**WORK TASK:**
The records are to be copied exactly and in full.

**DATA SHOWN:**
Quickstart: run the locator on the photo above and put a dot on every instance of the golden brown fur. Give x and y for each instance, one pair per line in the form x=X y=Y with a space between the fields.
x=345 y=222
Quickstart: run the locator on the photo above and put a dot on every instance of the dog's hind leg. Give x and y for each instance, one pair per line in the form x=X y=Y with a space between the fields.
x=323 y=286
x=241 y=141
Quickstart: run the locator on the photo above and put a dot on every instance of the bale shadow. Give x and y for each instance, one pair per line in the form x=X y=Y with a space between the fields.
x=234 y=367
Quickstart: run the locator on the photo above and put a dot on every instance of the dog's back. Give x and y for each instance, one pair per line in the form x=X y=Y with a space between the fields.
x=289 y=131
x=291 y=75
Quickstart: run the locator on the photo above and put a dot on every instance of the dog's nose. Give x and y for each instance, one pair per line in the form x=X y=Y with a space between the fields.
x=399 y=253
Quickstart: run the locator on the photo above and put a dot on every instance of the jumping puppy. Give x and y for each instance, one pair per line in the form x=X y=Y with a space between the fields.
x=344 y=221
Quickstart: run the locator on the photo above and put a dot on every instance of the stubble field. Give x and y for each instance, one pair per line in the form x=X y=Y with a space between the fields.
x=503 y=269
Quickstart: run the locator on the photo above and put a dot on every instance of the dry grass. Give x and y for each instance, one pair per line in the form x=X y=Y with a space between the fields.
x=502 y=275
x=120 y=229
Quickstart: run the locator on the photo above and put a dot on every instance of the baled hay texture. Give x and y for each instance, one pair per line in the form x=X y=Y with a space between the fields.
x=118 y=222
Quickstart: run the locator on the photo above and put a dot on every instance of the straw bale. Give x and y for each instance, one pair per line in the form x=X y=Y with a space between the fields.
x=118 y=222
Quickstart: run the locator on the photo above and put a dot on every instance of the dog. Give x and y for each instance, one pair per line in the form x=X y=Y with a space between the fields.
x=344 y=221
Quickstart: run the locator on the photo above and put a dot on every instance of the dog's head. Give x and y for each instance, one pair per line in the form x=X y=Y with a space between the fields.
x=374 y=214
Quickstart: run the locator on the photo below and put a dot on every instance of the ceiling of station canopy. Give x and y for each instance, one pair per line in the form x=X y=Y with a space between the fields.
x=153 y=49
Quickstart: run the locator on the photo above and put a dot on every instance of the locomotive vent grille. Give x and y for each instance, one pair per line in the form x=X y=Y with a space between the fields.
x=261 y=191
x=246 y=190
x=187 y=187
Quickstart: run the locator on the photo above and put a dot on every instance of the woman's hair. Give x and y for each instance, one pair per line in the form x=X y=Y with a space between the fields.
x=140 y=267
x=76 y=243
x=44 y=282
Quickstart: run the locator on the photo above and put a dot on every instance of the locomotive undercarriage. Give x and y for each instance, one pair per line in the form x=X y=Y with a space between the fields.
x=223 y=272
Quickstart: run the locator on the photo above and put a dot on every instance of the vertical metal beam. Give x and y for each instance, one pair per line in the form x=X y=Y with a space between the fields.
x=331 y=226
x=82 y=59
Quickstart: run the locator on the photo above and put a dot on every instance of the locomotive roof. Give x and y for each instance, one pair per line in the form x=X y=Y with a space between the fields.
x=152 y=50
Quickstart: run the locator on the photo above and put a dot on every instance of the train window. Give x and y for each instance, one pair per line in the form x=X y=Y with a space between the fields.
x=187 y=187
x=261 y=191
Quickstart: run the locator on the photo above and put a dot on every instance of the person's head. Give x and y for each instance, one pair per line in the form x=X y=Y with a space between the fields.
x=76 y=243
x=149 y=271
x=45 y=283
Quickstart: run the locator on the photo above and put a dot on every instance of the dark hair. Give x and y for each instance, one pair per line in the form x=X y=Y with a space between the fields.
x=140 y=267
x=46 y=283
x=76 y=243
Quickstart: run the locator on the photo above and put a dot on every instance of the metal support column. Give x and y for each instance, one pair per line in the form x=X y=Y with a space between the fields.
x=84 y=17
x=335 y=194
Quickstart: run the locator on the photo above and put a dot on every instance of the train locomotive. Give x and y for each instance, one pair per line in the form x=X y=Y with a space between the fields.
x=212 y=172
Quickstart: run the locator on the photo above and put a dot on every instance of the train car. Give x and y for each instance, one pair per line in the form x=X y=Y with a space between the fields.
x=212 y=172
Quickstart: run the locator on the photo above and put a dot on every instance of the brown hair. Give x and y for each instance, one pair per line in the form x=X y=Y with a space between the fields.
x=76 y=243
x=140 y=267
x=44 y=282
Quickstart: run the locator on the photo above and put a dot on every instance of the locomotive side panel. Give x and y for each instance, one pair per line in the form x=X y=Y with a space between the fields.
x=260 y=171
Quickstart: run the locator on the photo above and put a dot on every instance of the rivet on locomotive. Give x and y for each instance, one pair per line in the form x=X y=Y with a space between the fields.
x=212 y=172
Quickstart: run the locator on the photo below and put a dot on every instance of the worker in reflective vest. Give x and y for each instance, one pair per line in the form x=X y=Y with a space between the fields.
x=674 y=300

**SOLUTION FOR THIS EXERCISE:**
Quickstart: run the locator on the photo above and put a dot on every instance of the golden brown fur. Give x and y for each instance, one pair per line in the form x=X y=Y with a space between the fields.
x=345 y=222
Quickstart: run the locator on the photo above and put a dot on every instance of the dog's hind leg. Give x and y for each instance, one pair per line in the form x=X y=Y with a space between the fields.
x=323 y=286
x=241 y=141
Quickstart: run the locator on the photo above and put a dot on every instance of the bale shadow. Give x and y for each instance, one pair per line in the form x=X y=Y with a space between the fields.
x=234 y=367
Quickstart: run the locator on the photo above and put a dot on every instance of the dog's back. Give x and y for each instance, one pair per line in the form x=X y=Y with a space between the fields.
x=289 y=131
x=291 y=75
Quickstart: run the locator on the photo above and put a dot on every instance of the dog's nose. Give x and y for each instance, one pair per line in the form x=X y=Y with a space between the fields.
x=399 y=253
Quickstart: run the locator on the photo above and put a dot on every instance of the jumping puppy. Give x and y for each instance, one pair per line in the form x=X y=Y with a space between the fields.
x=344 y=221
Quickstart: run the locator on the photo above and put a dot on every instance of the stubble field. Give x and y for each instance, one pair per line in the form x=X y=Y with a space between the fields.
x=503 y=269
Quickstart: run the locator on the photo above and put a dot on every instance of the dry grass. Give x and y for each instance, one pair per line in the form x=X y=Y with a space between the fields.
x=502 y=275
x=120 y=229
Quickstart: run the locator on the photo above and put a dot on every instance of the baled hay texture. Give x and y for each instance, one pair per line in the form x=X y=Y with a space between the fields.
x=118 y=222
Quickstart: run the locator on the photo above and put a dot on every instance of the straw bale. Give x and y for each instance, one pair per line in the form x=X y=Y with a space between the fields.
x=118 y=222
Quickstart: run the locator on the photo above and put a dot on every instance of the dog. Give x and y for each instance, one pair per line in the form x=X y=Y with a space between the fields.
x=344 y=221
Quickstart: run the locator on the photo above and put a dot on every instance of the dog's head. Give x and y for each instance, one pair per line in the form x=X y=Y with a space between the fields.
x=374 y=214
Quickstart: run the locator on the photo below and put a dot on every instance of the ceiling of station canopy. Give x and y for each instance, one pair per line in the form x=X y=Y with a space between the fields.
x=153 y=49
Quickstart: run the locator on the photo above and put a dot on every instance of the locomotive vent grille. Give x and y for each instance, one pair per line in the form x=X y=Y with a space between the fields.
x=261 y=191
x=246 y=190
x=187 y=187
Quickstart: run the locator on the photo above and put a dot on every instance of the woman's hair. Give x and y for each instance, one pair per line in the form x=X y=Y with a space between the fields.
x=140 y=267
x=76 y=243
x=44 y=282
Quickstart: run the locator on the photo above and put a dot on every instance of the locomotive undercarriage. Give x and y for each instance, one pair per line in the form x=X y=Y with a space between the fields.
x=223 y=272
Quickstart: run the locator on the photo above and put a dot on every instance of the vertical metal beam. Give x and y for each instance, one pair per line in the form x=X y=Y with a space between the fields.
x=331 y=226
x=82 y=59
Quickstart: run the locator on the photo above and put a dot on every instance of the locomotive roof. Give x and y for each instance, one pair per line in the form x=X y=Y with a space between the fields.
x=152 y=50
Quickstart: run the locator on the photo above and put a dot on every instance of the train window. Give x and y for each instance, one pair per line in the form x=X y=Y with a space between the fields.
x=187 y=187
x=261 y=191
Quickstart: run the locator on the photo above and put a dot on every instance of the person's head. Give x and y for each instance, one pair per line in the form x=X y=Y with a space between the fields.
x=76 y=243
x=149 y=271
x=45 y=283
Quickstart: run the locator on the photo above and put a dot on every instance of the dark hair. Give x and y for each instance, one pair per line in the form x=X y=Y with a space between the fields.
x=140 y=267
x=46 y=283
x=76 y=243
Quickstart: run the locator on the photo above and put a dot on every instance of the metal support column. Give x and y for each instance, one pair per line in the form x=X y=Y with a space between the fields.
x=84 y=17
x=335 y=194
Quickstart: run the locator on the photo above and put a dot on every instance of the train locomotive. Give x and y for each instance, one pair per line in the form x=X y=Y with a space between the fields.
x=212 y=172
Quickstart: run the locator on the photo above and put a dot on every instance of the train car. Give x and y for each instance, one pair per line in the form x=X y=Y with a space between the fields.
x=212 y=172
Quickstart: run the locator on the photo above and put a dot on every instance of the brown hair. Give x and y for each instance, one pair per line in the form x=X y=Y with a space between the fields.
x=76 y=243
x=140 y=267
x=44 y=282
Quickstart: run the locator on the photo above and put a dot on every instance of the locomotive side panel. Give x and y for each instance, one pair per line in the form x=X y=Y with a space between the fields.
x=260 y=171
Quickstart: run the locator on the photo above and put a dot on every instance of the rivet on locomotive. Give x and y for each instance, one pair per line in the form x=X y=Y with a space between the fields.
x=212 y=172
Quickstart: run the locator on the photo below and put a dot on every instance of the worker in reflective vest. Give x and y for each instance, one pair per line in the form x=X y=Y with a space between the fields.
x=674 y=300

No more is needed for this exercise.